• [SELECTED PASSAGE]:
= List of compositions by Leoš Janáček =

This list of compositions by Leoš Janáček can be sorted by their genre, catalogue number (JW), date composed, Czech title, and English title. Click on the column headings.

JW numbers are from Nigel Simeone, John Tyrrell, and Alena Němcová, Janáček's Works: A Catalogue of the Music and Writings of Leoš Janáček (Oxford: Clarendon Press, 1997). The correct format for JW numbers is Roman numeral (for the genre) before the slash and Arabic numeral (for the work) after the slash. Arabic numerals have been used throughout here for sortability.

• [EXCERPTED DATA]:
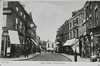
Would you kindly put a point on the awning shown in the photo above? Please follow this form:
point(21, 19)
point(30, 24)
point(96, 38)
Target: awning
point(69, 42)
point(34, 42)
point(14, 37)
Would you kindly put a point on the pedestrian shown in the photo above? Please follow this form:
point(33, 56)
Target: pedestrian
point(27, 51)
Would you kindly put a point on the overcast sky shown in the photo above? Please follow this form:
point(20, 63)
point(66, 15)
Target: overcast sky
point(50, 15)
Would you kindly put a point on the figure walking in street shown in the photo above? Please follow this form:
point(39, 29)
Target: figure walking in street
point(26, 52)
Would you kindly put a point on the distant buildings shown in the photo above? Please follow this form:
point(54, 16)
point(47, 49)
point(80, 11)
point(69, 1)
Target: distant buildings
point(17, 19)
point(81, 25)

• [WORK TO COMPLETE]: Write out the passage of the Janáček composition list that opens with "JW numbers are" and ends after "here for sortability.", swapping "sortability" for "ease of sorting". The material has nothing to do with the Janáček composition list.

• [SOLUTION FOR THIS EXERCISE]:
JW numbers are from Nigel Simeone, John Tyrrell, and Alena Němcová, Janáček's Works: A Catalogue of the Music and Writings of Leoš Janáček (Oxford: Clarendon Press, 1997). The correct format for JW numbers is Roman numeral (for the genre) before the slash and Arabic numeral (for the work) after the slash. Arabic numerals have been used throughout here for ease of sorting.